**Selected passage**.

Plant genus in the heath family

Monotropsis is a small genus of just two flowering plants in the family Ericaceae, Monotropsis odorata and Monotropsis reynoldsiae. They are native to the southeastern United States.

Like all members of the subfamily called the monotropes, the species in Monotropsis do not contain chlorophyll. They are myco-heterotrophs, getting its food through parasitism upon fungi rather than photosynthesis. These fungi form a mycorrhiza with nearby tree species.

==Description==
Monotropsis are small herbaceous plants without leaves. They can grow as colonies or as a single plant in the ground. They spread by rhizomes, ground adapted stems, that are wiry and somewhat fleshy when young and become brittle when older. The roots are adventitious, growing from nodes on the rhizomes, and are purple when old and mostly white when young. They are heavily covered in mats of fungal mycelia. Small whitish buds covered in imbricate scales, ones that overlap with each other, develop at intervals on the roots. These develop into the inflorescences and when mature are much thicker and quite different from the roots.

The inflorescence is a raceme, an unbranched group of flowers that can grow indeterminately, with a stem that can be deep purple to maroon in color. Each one will have two to sixteen nodding flowers. Each flower will usually have five sepals that are tan and paper-like. The petals are united into a corolla with five lobes and each flower has ten stamens.

(Excerpts from a dataset)

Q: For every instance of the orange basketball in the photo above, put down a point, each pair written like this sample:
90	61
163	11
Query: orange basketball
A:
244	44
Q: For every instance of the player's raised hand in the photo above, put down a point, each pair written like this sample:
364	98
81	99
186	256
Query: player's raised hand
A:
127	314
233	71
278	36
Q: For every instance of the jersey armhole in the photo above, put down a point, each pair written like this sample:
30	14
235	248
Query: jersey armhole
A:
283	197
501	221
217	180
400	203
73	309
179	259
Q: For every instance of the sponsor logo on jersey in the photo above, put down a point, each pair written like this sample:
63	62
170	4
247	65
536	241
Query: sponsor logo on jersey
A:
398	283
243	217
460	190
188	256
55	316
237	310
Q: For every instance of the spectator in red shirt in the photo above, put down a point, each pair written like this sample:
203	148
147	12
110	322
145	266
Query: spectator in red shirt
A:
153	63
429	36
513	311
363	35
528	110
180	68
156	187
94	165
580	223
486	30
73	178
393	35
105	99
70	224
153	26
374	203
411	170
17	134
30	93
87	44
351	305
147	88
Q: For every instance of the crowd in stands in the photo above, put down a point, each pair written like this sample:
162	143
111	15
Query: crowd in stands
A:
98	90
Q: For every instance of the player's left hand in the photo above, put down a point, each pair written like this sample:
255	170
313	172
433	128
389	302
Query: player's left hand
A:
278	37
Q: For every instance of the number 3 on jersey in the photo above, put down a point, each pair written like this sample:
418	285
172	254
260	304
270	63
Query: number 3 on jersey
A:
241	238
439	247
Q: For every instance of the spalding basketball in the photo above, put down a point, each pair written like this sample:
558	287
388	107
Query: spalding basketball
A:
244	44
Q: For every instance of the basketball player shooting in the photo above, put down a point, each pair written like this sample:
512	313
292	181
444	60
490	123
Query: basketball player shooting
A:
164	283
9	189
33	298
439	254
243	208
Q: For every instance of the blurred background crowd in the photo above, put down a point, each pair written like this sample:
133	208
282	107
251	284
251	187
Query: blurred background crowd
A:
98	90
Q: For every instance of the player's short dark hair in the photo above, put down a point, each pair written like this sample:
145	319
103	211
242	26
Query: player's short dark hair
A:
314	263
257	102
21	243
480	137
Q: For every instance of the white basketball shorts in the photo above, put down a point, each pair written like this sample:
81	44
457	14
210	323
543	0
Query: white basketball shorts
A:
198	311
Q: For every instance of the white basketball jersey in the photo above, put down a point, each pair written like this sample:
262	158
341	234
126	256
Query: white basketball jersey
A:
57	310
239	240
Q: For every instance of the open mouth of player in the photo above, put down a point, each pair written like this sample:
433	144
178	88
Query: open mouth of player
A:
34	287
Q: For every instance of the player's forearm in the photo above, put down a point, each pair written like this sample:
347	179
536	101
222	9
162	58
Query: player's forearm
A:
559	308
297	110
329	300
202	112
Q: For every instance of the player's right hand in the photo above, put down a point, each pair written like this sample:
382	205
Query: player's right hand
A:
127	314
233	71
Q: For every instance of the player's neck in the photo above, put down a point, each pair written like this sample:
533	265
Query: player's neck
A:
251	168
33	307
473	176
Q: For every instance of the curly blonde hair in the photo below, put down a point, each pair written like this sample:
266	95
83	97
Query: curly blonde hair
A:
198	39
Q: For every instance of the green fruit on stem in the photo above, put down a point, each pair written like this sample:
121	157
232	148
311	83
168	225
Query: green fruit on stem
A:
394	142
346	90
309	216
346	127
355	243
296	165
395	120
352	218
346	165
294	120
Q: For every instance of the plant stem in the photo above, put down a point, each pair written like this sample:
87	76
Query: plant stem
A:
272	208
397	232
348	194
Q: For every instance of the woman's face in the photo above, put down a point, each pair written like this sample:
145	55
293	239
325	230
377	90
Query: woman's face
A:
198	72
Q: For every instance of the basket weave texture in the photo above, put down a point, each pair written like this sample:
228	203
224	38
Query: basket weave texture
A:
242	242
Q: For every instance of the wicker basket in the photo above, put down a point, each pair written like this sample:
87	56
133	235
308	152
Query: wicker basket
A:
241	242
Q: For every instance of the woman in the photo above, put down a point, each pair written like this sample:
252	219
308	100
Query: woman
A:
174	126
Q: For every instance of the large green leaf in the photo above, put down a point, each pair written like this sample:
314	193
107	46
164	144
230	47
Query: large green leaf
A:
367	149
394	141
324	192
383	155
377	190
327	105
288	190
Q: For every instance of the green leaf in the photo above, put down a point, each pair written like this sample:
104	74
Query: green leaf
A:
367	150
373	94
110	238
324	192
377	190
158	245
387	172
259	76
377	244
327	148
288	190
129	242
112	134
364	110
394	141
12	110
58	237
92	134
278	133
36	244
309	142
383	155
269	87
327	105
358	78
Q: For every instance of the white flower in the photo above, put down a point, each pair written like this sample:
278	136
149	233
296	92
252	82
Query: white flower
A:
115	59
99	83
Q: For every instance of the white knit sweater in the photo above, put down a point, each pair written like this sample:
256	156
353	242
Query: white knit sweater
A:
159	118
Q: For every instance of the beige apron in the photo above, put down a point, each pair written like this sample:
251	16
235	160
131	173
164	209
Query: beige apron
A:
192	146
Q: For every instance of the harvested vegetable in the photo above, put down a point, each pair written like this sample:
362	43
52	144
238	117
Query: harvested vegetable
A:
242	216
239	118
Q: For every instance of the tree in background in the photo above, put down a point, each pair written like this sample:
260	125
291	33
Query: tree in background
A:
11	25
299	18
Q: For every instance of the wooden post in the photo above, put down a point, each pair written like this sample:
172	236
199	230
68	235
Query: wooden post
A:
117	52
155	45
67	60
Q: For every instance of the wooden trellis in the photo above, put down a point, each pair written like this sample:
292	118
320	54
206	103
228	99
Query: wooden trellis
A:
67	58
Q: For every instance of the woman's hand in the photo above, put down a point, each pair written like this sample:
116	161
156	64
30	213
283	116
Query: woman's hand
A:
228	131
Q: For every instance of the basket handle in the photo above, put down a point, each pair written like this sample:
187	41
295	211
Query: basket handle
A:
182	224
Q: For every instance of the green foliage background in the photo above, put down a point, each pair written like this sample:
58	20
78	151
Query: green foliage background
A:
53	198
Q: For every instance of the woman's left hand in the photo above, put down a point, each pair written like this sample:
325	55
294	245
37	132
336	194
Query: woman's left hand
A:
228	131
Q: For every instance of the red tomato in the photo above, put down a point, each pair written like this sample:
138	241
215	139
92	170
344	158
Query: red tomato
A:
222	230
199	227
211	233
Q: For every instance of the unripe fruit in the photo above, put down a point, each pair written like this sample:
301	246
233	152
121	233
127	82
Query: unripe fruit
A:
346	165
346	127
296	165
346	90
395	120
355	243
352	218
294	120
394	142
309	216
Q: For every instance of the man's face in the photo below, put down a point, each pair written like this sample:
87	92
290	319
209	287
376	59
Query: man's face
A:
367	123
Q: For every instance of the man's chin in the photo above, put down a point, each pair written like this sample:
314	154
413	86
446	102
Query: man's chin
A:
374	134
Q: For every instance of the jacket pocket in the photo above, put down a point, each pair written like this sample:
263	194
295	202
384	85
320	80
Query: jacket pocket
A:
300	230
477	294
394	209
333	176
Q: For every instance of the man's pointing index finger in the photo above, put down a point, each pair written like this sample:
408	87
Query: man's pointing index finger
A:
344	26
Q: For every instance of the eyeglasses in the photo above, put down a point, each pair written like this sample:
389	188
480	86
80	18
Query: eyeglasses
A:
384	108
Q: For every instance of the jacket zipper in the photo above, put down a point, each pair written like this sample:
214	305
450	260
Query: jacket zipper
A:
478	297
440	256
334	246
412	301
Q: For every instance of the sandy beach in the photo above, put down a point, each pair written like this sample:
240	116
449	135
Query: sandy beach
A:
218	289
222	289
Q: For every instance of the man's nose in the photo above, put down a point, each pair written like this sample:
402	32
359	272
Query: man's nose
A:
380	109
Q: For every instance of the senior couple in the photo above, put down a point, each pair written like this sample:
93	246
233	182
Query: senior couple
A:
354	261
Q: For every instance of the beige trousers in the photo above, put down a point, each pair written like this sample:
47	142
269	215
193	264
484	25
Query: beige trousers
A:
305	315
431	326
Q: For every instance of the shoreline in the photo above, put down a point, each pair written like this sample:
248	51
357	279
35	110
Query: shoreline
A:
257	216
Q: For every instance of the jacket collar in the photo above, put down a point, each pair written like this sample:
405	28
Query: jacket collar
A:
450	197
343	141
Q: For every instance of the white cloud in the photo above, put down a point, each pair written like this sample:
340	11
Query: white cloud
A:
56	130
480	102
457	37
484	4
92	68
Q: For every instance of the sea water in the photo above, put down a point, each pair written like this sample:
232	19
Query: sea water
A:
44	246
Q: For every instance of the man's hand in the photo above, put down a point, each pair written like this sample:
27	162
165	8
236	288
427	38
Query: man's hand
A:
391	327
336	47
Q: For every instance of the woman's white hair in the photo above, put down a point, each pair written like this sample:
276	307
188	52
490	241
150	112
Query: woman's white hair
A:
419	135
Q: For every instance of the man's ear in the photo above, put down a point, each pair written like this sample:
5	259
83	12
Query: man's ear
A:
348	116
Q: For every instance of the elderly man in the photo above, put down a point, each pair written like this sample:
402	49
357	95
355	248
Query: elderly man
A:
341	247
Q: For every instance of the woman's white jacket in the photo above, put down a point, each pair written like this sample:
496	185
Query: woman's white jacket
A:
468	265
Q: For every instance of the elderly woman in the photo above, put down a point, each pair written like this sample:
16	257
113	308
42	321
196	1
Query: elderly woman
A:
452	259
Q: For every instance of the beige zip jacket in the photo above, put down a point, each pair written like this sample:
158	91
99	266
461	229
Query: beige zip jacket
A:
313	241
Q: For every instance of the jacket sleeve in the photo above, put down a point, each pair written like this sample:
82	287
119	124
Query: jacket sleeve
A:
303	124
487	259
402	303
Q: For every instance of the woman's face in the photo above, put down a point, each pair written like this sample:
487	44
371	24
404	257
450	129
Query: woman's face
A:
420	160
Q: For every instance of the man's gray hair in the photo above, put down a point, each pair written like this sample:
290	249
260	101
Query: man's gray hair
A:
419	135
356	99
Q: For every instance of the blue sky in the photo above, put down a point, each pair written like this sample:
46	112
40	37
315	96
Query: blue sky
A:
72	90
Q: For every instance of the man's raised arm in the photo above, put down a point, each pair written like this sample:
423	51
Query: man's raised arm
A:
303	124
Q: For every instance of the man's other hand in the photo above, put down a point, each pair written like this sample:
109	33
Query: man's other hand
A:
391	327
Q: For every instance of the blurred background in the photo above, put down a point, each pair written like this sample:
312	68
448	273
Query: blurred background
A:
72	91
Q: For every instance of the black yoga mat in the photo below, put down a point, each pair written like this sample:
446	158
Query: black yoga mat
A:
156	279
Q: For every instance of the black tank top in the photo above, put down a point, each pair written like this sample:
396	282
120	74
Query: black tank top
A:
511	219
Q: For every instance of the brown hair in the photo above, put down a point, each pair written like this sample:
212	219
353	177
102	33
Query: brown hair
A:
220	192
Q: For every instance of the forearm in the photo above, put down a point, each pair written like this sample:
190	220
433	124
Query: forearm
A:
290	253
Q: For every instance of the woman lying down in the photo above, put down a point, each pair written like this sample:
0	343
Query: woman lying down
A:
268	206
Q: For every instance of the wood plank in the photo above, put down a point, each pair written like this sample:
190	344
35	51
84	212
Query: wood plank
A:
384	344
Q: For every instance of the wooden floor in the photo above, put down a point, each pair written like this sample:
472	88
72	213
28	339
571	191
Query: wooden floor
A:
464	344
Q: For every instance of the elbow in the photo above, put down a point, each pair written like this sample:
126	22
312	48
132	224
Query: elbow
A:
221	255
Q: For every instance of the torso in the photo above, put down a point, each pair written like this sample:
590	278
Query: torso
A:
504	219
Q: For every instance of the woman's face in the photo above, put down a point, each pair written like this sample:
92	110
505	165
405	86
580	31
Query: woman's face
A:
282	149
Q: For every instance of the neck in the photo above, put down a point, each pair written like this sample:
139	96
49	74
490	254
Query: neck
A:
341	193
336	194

**Work instructions**.
Answer these questions using the passage on Monotropsis:
(a) Where are the two Monotropsis species native?
(b) What color are the roots when young?
(c) How many stamens does each flower have?

**Written response**.
(a) The southeastern United States.
(b) Mostly white.
(c) Ten.